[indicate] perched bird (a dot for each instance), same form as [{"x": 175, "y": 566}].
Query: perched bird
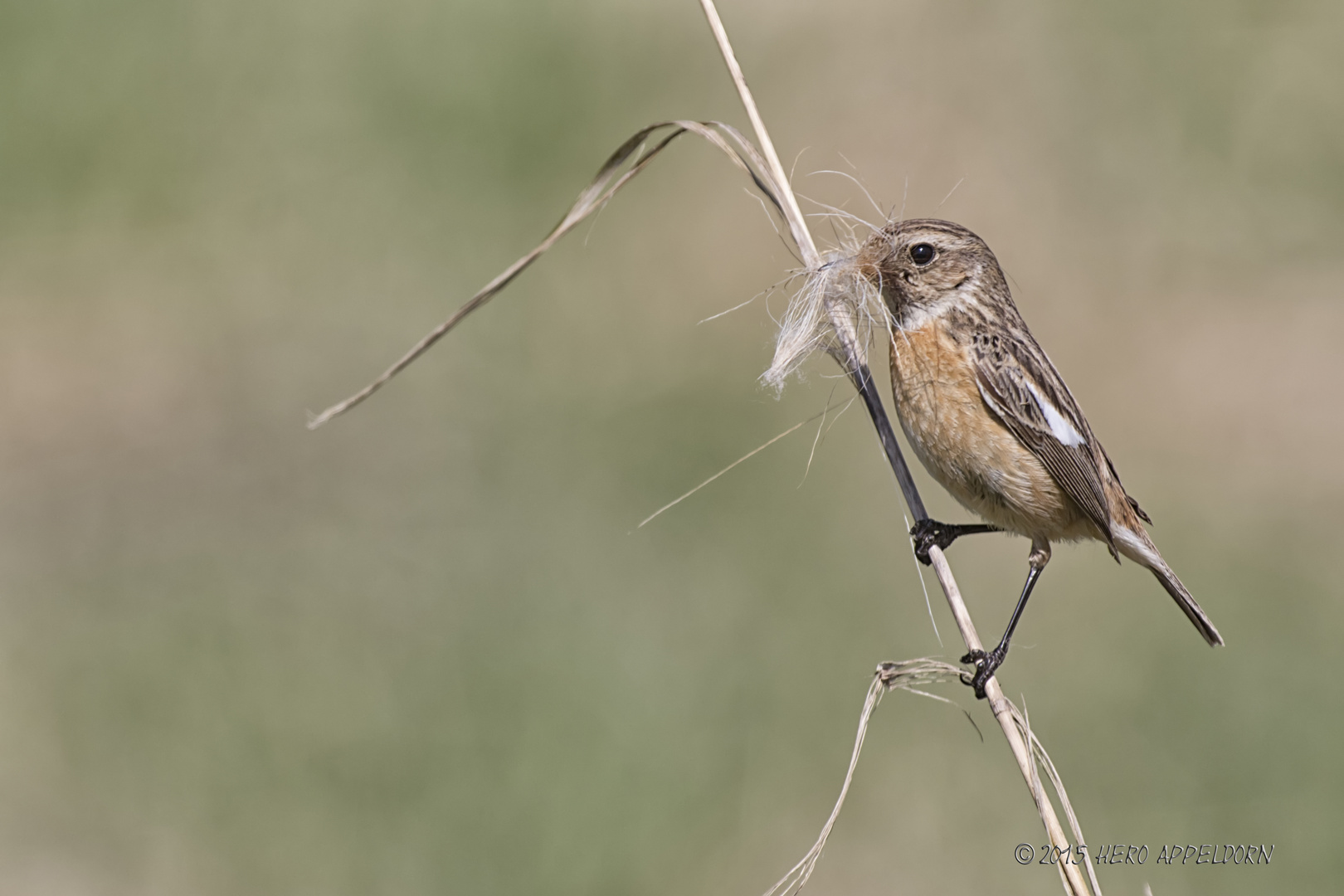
[{"x": 991, "y": 418}]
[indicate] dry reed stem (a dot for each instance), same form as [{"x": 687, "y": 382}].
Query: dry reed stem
[
  {"x": 840, "y": 309},
  {"x": 1001, "y": 709},
  {"x": 913, "y": 676}
]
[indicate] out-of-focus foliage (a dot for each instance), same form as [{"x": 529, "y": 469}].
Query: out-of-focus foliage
[{"x": 421, "y": 652}]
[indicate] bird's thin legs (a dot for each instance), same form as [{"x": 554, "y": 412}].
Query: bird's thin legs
[
  {"x": 930, "y": 533},
  {"x": 988, "y": 663}
]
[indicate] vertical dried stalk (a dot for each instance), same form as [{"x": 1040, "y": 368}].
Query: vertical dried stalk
[{"x": 1075, "y": 885}]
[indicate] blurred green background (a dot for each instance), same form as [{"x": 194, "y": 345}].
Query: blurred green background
[{"x": 421, "y": 650}]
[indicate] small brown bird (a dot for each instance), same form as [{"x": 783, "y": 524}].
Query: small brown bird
[{"x": 991, "y": 418}]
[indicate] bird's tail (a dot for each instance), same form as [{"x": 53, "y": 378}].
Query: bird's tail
[{"x": 1140, "y": 548}]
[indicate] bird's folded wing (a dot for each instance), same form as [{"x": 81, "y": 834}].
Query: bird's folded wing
[{"x": 1025, "y": 391}]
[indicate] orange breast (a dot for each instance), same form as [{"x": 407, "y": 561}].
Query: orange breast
[{"x": 964, "y": 448}]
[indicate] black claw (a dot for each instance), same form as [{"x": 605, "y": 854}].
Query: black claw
[
  {"x": 986, "y": 666},
  {"x": 930, "y": 533}
]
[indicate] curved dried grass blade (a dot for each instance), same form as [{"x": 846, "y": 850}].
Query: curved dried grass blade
[{"x": 609, "y": 179}]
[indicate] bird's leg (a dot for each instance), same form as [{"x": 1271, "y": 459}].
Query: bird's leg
[
  {"x": 926, "y": 533},
  {"x": 986, "y": 663}
]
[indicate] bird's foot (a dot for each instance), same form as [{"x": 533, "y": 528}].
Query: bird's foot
[
  {"x": 986, "y": 666},
  {"x": 926, "y": 533}
]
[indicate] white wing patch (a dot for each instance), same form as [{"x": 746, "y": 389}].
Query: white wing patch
[{"x": 1059, "y": 425}]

....

All that is wanted is the lines above between the one containing "Query: perched bird" and the one containing "[indicate] vertical dried", inclusive, restated word for word, with pictures omitted.

Query: perched bird
[{"x": 991, "y": 418}]
[indicate] dry reed stem (a dot for each instance), same form as [{"x": 687, "y": 382}].
Query: dry reed stem
[
  {"x": 840, "y": 309},
  {"x": 1001, "y": 709},
  {"x": 913, "y": 676}
]
[indicate] out-of-focus foliage (a dot for each instance), same form as [{"x": 529, "y": 469}].
Query: out-of-focus foliage
[{"x": 421, "y": 652}]
[indicate] bird's thin legs (a dot for each instance), same form as [{"x": 554, "y": 412}].
Query: bird's thin legs
[
  {"x": 930, "y": 533},
  {"x": 988, "y": 663}
]
[indicate] vertical dried stalk (a dot for each instance), same form as [{"x": 1040, "y": 368}].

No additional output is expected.